_YOUR INSTRUCTIONS_
Print every entry again, precisely as written.

#### DATA SUPPLIED

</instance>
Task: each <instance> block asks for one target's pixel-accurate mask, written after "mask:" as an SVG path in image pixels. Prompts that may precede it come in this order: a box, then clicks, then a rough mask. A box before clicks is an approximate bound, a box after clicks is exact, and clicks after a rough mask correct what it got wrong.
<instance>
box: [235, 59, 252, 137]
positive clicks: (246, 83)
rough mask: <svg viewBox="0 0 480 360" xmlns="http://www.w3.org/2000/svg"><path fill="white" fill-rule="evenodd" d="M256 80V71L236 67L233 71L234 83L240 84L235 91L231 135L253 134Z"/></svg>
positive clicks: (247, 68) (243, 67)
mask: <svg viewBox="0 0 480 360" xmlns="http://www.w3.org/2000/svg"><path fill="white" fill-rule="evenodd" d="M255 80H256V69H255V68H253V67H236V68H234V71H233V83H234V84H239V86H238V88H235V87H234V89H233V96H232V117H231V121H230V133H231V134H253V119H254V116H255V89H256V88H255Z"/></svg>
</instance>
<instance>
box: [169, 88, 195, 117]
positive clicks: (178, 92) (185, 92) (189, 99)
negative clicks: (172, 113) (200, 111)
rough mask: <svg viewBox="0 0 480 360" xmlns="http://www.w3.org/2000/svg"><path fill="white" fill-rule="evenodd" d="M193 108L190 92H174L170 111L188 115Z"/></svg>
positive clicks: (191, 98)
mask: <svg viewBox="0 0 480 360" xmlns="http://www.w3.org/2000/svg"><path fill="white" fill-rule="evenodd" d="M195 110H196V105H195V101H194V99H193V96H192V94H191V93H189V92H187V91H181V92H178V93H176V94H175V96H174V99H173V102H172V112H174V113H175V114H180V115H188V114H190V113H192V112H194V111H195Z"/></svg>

########

_EXPECTED ANSWER_
</instance>
Task: each <instance> block asks for one target's pixel-accurate mask, written after "mask:" as an SVG path in image pixels. Prompts that may precede it come in this order: a box, then clicks, then a rough mask. A box before clicks is an approximate bound, a box after clicks is exact, and clicks after a rough mask correct what it got wrong.
<instance>
box: [235, 59, 252, 137]
positive clicks: (246, 83)
rough mask: <svg viewBox="0 0 480 360" xmlns="http://www.w3.org/2000/svg"><path fill="white" fill-rule="evenodd" d="M256 80V71L236 67L233 71L234 83L240 84L235 91L231 135L253 134Z"/></svg>
positive clicks: (247, 68) (243, 67)
mask: <svg viewBox="0 0 480 360" xmlns="http://www.w3.org/2000/svg"><path fill="white" fill-rule="evenodd" d="M255 80H256V69H255V68H253V67H236V68H234V71H233V83H234V84H239V86H238V88H235V87H234V89H233V96H232V117H231V121H230V133H231V134H253V119H254V116H255V89H256V88H255Z"/></svg>
</instance>
<instance>
box: [169, 88, 195, 117]
positive clicks: (178, 92) (185, 92) (189, 99)
negative clicks: (172, 113) (200, 111)
rough mask: <svg viewBox="0 0 480 360" xmlns="http://www.w3.org/2000/svg"><path fill="white" fill-rule="evenodd" d="M193 108L190 92H174L170 111L188 115Z"/></svg>
positive clicks: (191, 98)
mask: <svg viewBox="0 0 480 360" xmlns="http://www.w3.org/2000/svg"><path fill="white" fill-rule="evenodd" d="M195 110H196V105H195V101H194V99H193V96H192V94H191V93H189V92H187V91H181V92H178V93H176V94H175V96H174V99H173V102H172V112H174V113H175V114H180V115H188V114H190V113H192V112H194V111H195Z"/></svg>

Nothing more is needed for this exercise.